-------- Supplied records --------

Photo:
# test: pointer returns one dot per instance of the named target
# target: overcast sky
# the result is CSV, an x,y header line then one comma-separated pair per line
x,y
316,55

--------
-------- Supplied records --------

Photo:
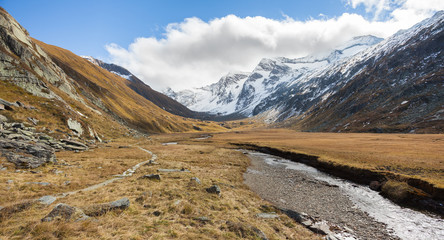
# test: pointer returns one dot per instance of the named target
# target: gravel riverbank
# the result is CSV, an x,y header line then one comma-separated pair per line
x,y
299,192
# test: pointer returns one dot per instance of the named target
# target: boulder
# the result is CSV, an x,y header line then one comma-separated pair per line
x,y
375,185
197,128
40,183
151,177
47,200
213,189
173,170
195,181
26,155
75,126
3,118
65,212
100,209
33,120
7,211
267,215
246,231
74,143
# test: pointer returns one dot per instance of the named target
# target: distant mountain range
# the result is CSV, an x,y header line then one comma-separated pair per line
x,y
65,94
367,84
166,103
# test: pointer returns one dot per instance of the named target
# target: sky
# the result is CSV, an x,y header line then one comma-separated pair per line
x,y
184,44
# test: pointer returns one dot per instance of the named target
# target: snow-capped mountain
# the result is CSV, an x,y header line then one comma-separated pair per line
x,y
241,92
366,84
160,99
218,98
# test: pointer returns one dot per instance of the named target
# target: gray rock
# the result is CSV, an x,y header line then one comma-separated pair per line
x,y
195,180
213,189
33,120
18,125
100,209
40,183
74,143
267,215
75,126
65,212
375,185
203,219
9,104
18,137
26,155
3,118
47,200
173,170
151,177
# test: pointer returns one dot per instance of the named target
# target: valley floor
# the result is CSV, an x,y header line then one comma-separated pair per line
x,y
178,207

--------

- **Problem details**
Count the lines in the data above that contain the string "mountain", treating uppercase and lowercase as distinct, and give only the resulting number.

- **Task result**
2